"incomplete startup packet" on SGI

Started by David Rysdamover 20 years ago7 messagesgeneral
Jump to latest
#1David Rysdam
drysdam@ll.mit.edu

I have a working 8.1 server running on Linux and I can connect to it
from other Linux clients. I built postgresql 8.1 on an SGI (using
--without-readline but otherwise stock) and it compiled OK and installed
fine. But when I try to connect to the Linux server I get "could not
send startup packet: transport endpoint is not connected" on the client
end and "incomplete startup packet" on the server end. Connectivity
between the two machines is working.

I could find basically no useful references to the former and the only
references to the latter were portscans and the like.

Browsing the source, I see a couple places that message could come
from. One relates to SSL, which the output from configure says is
turned off on both client and server. The other is just a generic comm
error--but would could cause a partial failure like that?

#2David Rysdam
drysdam@ll.mit.edu
In reply to: David Rysdam (#1)
Re: "incomplete startup packet" on SGI

Just finished building and installing on *Sun* (also
"--without-readline", not that I think that could be the issue): Works
fine. So it's something to do with the SGI build in particular.

David Rysdam wrote:

Show quoted text

I have a working 8.1 server running on Linux and I can connect to it
from other Linux clients. I built postgresql 8.1 on an SGI (using
--without-readline but otherwise stock) and it compiled OK and
installed fine. But when I try to connect to the Linux server I get
"could not send startup packet: transport endpoint is not connected"
on the client end and "incomplete startup packet" on the server end.

◆ Directions
In the forum thread about the SGI startup packet error, on what other system did the poster's build of PostgreSQL work fine? The records have nothing to do with the forum thread.

◆ Data lines
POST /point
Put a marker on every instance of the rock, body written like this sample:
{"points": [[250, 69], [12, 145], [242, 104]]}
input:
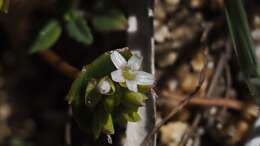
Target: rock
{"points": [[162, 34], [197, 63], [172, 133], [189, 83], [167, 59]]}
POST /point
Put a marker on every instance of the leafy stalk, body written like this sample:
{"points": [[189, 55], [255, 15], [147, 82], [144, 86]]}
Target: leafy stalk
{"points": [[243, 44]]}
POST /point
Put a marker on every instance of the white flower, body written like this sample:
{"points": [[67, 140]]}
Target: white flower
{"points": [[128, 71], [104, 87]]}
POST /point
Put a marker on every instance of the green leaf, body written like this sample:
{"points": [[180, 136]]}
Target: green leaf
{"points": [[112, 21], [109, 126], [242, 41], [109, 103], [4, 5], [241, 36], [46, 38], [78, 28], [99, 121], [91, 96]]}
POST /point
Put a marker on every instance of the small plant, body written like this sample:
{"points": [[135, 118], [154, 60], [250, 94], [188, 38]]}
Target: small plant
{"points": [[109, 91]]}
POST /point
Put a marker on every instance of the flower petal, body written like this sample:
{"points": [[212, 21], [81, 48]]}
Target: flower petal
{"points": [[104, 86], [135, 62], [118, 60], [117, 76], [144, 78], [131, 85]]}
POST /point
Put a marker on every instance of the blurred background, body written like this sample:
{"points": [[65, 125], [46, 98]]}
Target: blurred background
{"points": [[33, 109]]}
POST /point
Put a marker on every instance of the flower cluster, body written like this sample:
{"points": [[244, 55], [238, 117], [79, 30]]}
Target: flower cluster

◆ Written solution
Sun.